▶ COMPITO RICHIESTO: Dall'intervista sull'economia ticinese riportata più sotto, estrai parola per parola il brano che va da "Lei fa parte" fino a "suoi altri impegni?" incluso.

----- ESTRATTO DEL DOCUMENTO -----

In Ticino ci sono pareri spesso diversi sul quadro economico del cantone. Quali sono a suo avviso le prospettive per l’economia ticinese?

«L’economia ticinese è ben diversificata, le misure anti pandemia sono state gestite bene, a livello di occupazione il cantone nel complesso ha una buona posizione. Il virus ha danneggiato alcuni settori, ma altri hanno tenuto e altri ancora hanno fatto passi avanti. In futuro AlpTransit e la nuova galleria del Monte Ceneri avranno un impatto importante, miglioreranno le relazioni Nord-Sud e l’accesso all’Italia, anche se a Sud di Lugano rimane ancora molto da fare. È positivo che il Ticino sia meglio agganciato alla Great Zurich Area. Il Ticino potrà essere ancor più interessante come base per sviluppare nuove attività. Quello che mi preoccupa è la migrazione strutturale dei giovani ticinesi: che vadano a studiare o a fare esperienze lavorative altrove va bene, ma dovrebbero poi almeno in parte poter tornare. Dobbiamo puntare a ulteriormente sviluppare centri di eccellenza per quel che riguarda le strutture universitarie, la digitalizzazione, l’industria e i servizi, la finanza, che nel cantone mantiene un ruolo di rilievo nonostante i cambiamenti degli anni scorsi».

Lei fa parte della società di investimento SPAC di Investindustrial ed è membro del CdA del Corriere del Ticino. Come descrive questi suoi altri impegni?

----- SEZIONE DATI -----

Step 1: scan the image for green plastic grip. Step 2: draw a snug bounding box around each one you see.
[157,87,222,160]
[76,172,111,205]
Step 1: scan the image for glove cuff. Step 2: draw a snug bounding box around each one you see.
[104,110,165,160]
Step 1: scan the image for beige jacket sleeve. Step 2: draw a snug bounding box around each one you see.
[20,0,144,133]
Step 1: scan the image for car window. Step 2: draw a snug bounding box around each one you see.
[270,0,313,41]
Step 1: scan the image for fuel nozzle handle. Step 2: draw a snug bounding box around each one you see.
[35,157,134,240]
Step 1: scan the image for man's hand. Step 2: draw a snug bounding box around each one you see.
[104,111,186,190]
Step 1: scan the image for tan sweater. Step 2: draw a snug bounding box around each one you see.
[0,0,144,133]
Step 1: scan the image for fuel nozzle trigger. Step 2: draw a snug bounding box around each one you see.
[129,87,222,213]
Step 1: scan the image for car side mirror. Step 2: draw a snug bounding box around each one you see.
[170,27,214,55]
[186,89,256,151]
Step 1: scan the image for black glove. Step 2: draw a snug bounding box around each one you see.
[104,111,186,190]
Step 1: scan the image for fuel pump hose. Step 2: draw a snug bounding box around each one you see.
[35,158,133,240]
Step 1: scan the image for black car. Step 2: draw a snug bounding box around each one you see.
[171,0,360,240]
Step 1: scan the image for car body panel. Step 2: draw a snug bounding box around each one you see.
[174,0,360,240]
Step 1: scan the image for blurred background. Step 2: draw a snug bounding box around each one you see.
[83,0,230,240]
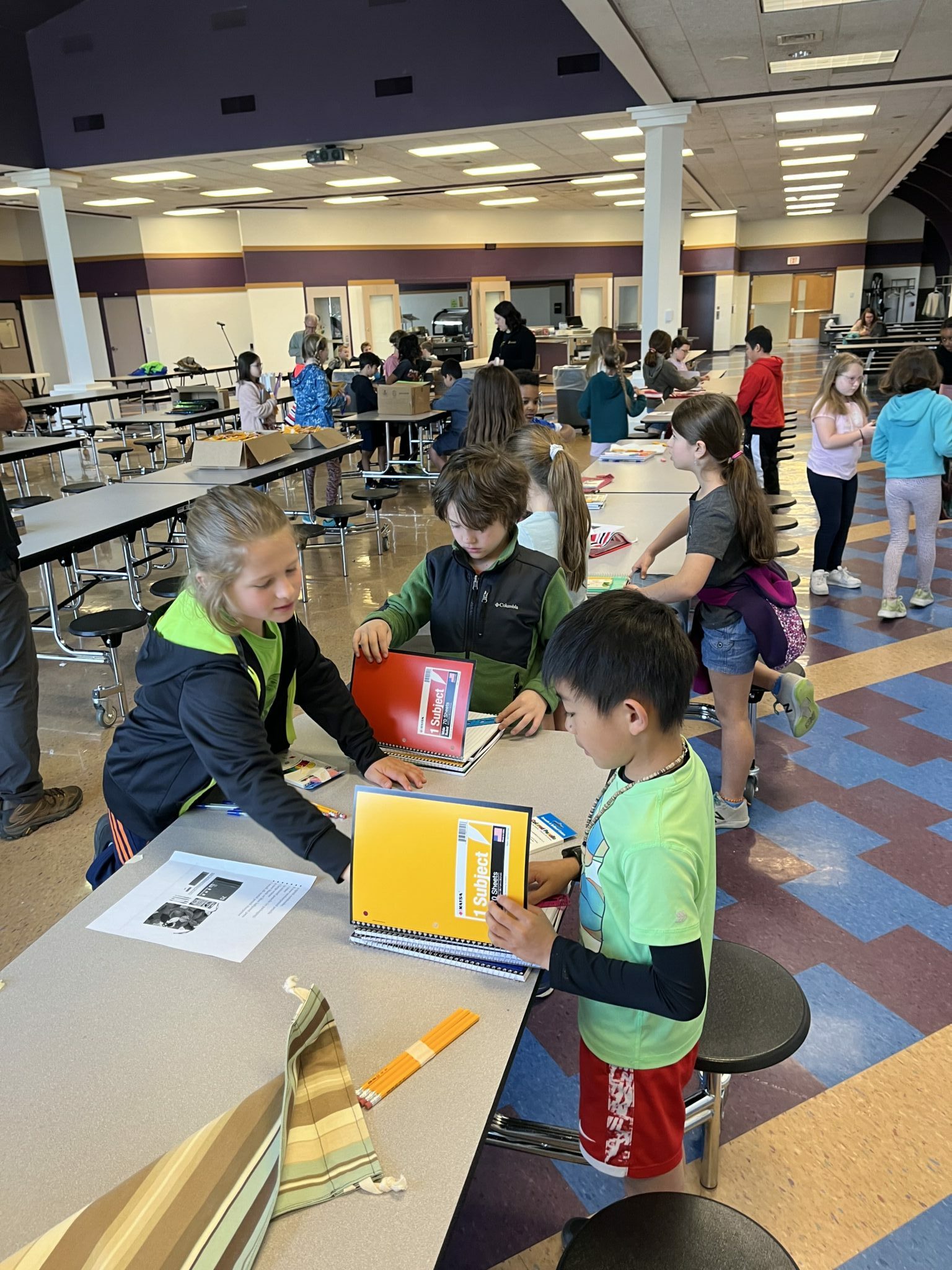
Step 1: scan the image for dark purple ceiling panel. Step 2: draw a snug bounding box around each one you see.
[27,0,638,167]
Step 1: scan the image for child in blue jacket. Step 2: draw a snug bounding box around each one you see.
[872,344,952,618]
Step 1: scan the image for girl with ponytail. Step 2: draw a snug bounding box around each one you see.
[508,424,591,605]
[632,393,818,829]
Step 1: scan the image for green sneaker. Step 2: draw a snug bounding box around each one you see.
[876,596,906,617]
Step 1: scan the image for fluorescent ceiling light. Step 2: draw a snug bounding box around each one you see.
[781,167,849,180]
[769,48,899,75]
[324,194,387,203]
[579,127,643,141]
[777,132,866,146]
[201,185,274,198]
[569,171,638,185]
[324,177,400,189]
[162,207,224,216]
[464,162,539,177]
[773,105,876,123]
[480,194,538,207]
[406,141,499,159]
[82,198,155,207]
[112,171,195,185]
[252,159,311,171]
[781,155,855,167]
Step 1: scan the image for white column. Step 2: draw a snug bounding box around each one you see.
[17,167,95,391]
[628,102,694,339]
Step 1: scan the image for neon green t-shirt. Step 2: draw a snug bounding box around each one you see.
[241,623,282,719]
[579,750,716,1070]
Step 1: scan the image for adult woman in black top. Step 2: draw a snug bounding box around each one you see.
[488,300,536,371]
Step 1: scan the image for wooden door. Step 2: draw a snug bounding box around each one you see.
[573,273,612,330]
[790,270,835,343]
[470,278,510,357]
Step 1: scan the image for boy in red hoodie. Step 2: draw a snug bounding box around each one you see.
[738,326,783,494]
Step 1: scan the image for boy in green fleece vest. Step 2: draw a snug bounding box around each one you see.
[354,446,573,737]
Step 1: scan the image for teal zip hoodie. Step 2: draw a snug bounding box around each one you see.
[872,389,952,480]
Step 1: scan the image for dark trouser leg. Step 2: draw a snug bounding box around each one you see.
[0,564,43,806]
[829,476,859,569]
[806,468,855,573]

-----

▶ SOLUZIONE:
Lei fa parte della società di investimento SPAC di Investindustrial ed è membro del CdA del Corriere del Ticino. Come descrive questi suoi altri impegni?